READING PASSAGE
↓

The Citizen of the Month is chosen by each classroom teacher as the student who best represents that month’s positive character trait. April’s character trait was “Be Responsible”. Selected students were: Kindergarten - Jayda Allen; First Grade - Kinsey Nesselroad and Maddie Kitts; Second Grade - Shayla Mincks and Aleiya Jorvig; Third Grade - Brianna Mock and Kayla Dye; Fourth Grade — Derek Bohl and Lindsay Joy; Sixth Grade — Dustin Schilling and Kyle Gregory; Sixth Grade — Garrett Scott and Brennan Schilling; Primary Resource Room - Aimee Baker; Intermediate Resource Room —Riley Hess.



Happy Mother’s Day

These interesting bits of trivia and some history about Mother’s Day came from a newsletter I receive. Here’s wishing a Happy Mother’s Day to all the mothers and just-like-mothers in your life!

Which state was the first in the U.S. to officially recognize Mother’s Day? If you remember it was West Virginia, you are correct. In 1910, West Virginia became the first state to recognize Mother’s Day. Within one year, nearly every state had officially marked the day. In 1914, President Woodrow Wilson officially proclaimed Mother’s Day as a national holiday to be held on the second Sunday of May. Today, many celebratiions of Mother’s Day are held throught the world.

Throughout history, spring has been the season of the year to honor mothers. Ancient Greeks paid tribute to Rhea, the Mother of the Gods. Cybele, another mother goddess, was honored in Rome as early as 250 years B.C.

↑

JOB A
In the newsletter excerpt, in what year did President Woodrow Wilson proclaim Mother's Day a national holiday?
JOB B
Continue the newsletter excerpt on Mother's Day history, starting after its final sentence about Cybele.
The material plays no part in this work.

SUPPLIED INFORMATION
↓

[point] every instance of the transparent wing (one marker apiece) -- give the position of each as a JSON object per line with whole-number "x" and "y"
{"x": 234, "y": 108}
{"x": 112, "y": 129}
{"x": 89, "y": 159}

↑

WRITTEN ANSWER A
1914.

WRITTEN ANSWER B
During the 17th century, Great Britain honored mothers on “Mothering Sunday”, celebrated on the fourth Sunday of Lent. On this day, young servants or apprentices returned home, bringing their mothers gifts of “Mothering cakes”. One of these was a very rich fruit cake called “Simnel Cake”, which due to Lenten rules, had to be kept until Easter. The Simnel Cake was boiled in water then baked. It was often finished with an almond icing. Sometimes the icing was of flour and water colored with saffron. Furmety was another Mothering Day treat in Britain. Wheat grains were boiled in sweet milk, then sugared and spiced. In other areas of Britain, “Carlings - pancakes made of steeped peas, fried in butter with salt and pepper - were served.

In the United States, Julia Ward Howe suggested the idea of a Mother’s Day in 1872. Howe, who wrote the words to the Battle Hymn of the Republic saw Mother’s Day as being dedicated to peace.

Some 35 years later, Anna Jarvis began working to have a national Mother’s Day holiday declared. Never a mother herself but deeply attached to her own mother, she hoped Mother’s Day would increase respect for parents and strengthen family bonds.